Reproduce the listing below word for word from start to finish. Omit any pictures from your copy.

[Coordinate annotation listing]
++++

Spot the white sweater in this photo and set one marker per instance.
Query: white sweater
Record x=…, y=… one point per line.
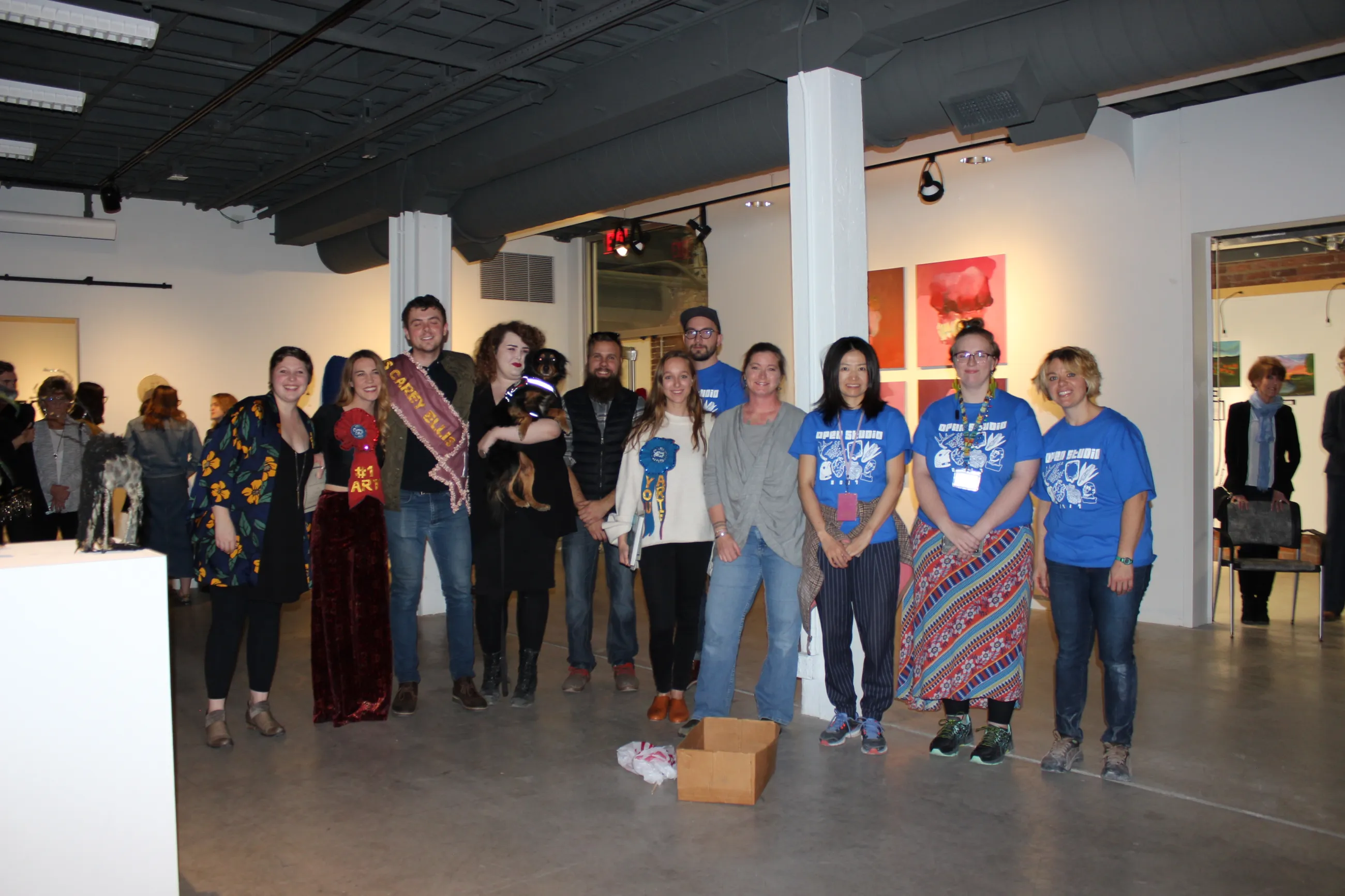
x=685, y=517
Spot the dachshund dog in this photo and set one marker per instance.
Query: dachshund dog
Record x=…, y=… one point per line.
x=532, y=398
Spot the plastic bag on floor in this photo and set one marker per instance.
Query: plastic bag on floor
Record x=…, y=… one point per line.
x=653, y=764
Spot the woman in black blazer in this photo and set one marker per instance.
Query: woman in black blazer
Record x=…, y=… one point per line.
x=1333, y=439
x=1261, y=450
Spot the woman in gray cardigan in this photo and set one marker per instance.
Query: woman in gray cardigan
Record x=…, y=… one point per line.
x=752, y=491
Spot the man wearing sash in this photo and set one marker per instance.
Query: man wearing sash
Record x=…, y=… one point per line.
x=425, y=480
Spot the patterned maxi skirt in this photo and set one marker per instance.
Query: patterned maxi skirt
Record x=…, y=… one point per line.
x=965, y=622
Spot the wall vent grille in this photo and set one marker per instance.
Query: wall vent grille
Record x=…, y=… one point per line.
x=516, y=277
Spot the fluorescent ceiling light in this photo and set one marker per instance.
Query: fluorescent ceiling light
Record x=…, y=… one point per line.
x=19, y=149
x=81, y=21
x=41, y=97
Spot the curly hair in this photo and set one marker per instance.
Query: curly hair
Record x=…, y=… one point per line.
x=490, y=343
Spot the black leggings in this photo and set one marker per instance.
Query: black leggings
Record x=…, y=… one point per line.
x=230, y=612
x=492, y=620
x=997, y=711
x=674, y=582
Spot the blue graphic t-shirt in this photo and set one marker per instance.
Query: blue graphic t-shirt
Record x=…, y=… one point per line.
x=1088, y=475
x=721, y=387
x=853, y=454
x=1008, y=436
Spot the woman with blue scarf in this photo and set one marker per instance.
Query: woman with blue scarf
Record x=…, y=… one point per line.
x=1261, y=450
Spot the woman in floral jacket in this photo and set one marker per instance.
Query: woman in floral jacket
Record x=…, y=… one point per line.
x=250, y=539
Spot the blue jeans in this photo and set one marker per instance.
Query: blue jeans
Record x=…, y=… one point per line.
x=734, y=589
x=429, y=517
x=1081, y=605
x=580, y=553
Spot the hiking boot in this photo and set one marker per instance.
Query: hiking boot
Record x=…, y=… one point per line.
x=996, y=743
x=872, y=740
x=842, y=728
x=954, y=734
x=467, y=695
x=576, y=681
x=1063, y=755
x=1115, y=762
x=624, y=677
x=404, y=702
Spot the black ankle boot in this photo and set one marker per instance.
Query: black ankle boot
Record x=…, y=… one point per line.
x=526, y=687
x=494, y=677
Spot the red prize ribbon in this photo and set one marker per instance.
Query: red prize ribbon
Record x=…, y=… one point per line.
x=358, y=430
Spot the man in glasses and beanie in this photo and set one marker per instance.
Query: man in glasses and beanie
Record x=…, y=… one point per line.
x=721, y=386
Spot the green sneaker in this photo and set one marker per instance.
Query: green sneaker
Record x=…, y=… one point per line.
x=954, y=733
x=996, y=743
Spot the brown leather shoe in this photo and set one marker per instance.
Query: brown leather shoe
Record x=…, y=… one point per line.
x=466, y=693
x=404, y=703
x=217, y=733
x=261, y=720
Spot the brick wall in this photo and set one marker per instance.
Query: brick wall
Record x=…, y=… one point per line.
x=1293, y=269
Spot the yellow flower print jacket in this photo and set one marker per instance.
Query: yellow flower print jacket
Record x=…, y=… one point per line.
x=238, y=472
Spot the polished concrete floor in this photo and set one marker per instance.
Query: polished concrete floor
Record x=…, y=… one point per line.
x=1238, y=789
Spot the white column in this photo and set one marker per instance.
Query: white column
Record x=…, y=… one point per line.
x=420, y=261
x=830, y=252
x=420, y=257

++++

* _The solution_
Spot the white sweater in this photo and set one marker per instance.
Query: white sweater
Record x=…, y=… one point per line.
x=685, y=517
Spot the dachshund dog in this photo and set one marker per instance.
Query: dachshund dog
Record x=…, y=… one point per line.
x=532, y=398
Spot the plastic bag on floor in this photo and set one marker per instance.
Query: plastic bag on floor
Record x=…, y=… one point per line.
x=653, y=764
Spot the woman in black blazer in this photo and set one marker per instance.
Query: woman in black blazer
Record x=…, y=… one point per line.
x=1333, y=439
x=1261, y=450
Spot the woman in gray cardigan in this photo and set one marker per instance.
Query: woman in gray cardigan
Record x=…, y=… one point per line.
x=752, y=491
Spot the man wearing sash in this photo and set one marker per instance.
Query: man wearing sash
Record x=…, y=… one point per line.
x=425, y=480
Spot the patterned maxi skirt in this photo and set one marker per instance.
Query: patterned maxi skirt
Record x=…, y=… one point per line.
x=965, y=622
Spot the wall vent grille in this photo and set one marker per instance.
Query: wall vent grille
Record x=…, y=… one point per line.
x=516, y=277
Spot the fluorescent ceiling light in this photo and set one marker per instance.
Query: fluorescent ceiling light
Record x=…, y=… one point per line.
x=19, y=149
x=81, y=21
x=41, y=97
Spot the curly hair in this photo and set one marker per instance.
Query: curly hair
Record x=…, y=… one point per line.
x=490, y=343
Spot the black leggings in this photo and set one marker per instance.
Query: black leggings
Record x=…, y=… one point per line.
x=230, y=612
x=492, y=620
x=997, y=711
x=674, y=582
Spot the blue graphic t-shirt in this photo and set one marker per instance.
Query: blue graphic t-shirt
Record x=…, y=… one point per line.
x=1088, y=475
x=721, y=387
x=853, y=454
x=1008, y=436
Spot the woman with blue scarf in this photo and set one marker per instance.
Query: woman with blue scarf
Record x=…, y=… one point per line.
x=1261, y=450
Spot the woman in floral jacket in this photo and set one marker per instance.
Query: woman in floral jacket
Record x=…, y=… one point per line.
x=250, y=539
Spot the blue jeans in this photo and set one marker per instance.
Query: blue jeans
Record x=…, y=… one point per line.
x=734, y=589
x=429, y=517
x=1081, y=605
x=580, y=553
Spot the hiking boot in this photo and set one marker per instance.
Query: hiking boot
Record x=…, y=… one point per line.
x=996, y=743
x=872, y=740
x=842, y=728
x=954, y=734
x=467, y=695
x=576, y=681
x=1063, y=755
x=1115, y=762
x=624, y=677
x=404, y=702
Spot the black ankle boot in this photo and set one marker per instance.
Query: black ankle boot
Record x=…, y=… one point per line.
x=526, y=687
x=494, y=677
Spot the red prize ribbon in this photo and set one marker per instance.
Query: red prize ribbon
Record x=…, y=… one point per line.
x=358, y=430
Spot the man in glasses and beanie in this photo and set one marker per instance.
Query: man in glasses and beanie
Record x=…, y=… one point per line.
x=721, y=386
Spot the green sneaker in this photo and set one marker per instance.
Query: green sneaker
Record x=…, y=… one point per line.
x=954, y=733
x=996, y=743
Spot the brown leather shoe in this photo and set one marker per instance.
Query: brown leather shoe
Record x=…, y=… one point per line.
x=466, y=693
x=404, y=703
x=217, y=733
x=261, y=720
Spot the brick wall in this photo and set one marker per instance.
Query: brick wall
Record x=…, y=… one point per line.
x=1293, y=269
Spot the yellow flower print jacket in this photo and set one marker per instance.
Query: yellow flower print jacket
Record x=…, y=… one point per line.
x=238, y=472
Spot the polished concrete floor in this photo and set one marker per instance.
Query: polished concrete floor
Record x=…, y=… one point per line.
x=1238, y=789
Spot the white column in this photo and set one marker per instance.
Query: white column
Record x=…, y=… one point per line.
x=420, y=261
x=830, y=252
x=420, y=257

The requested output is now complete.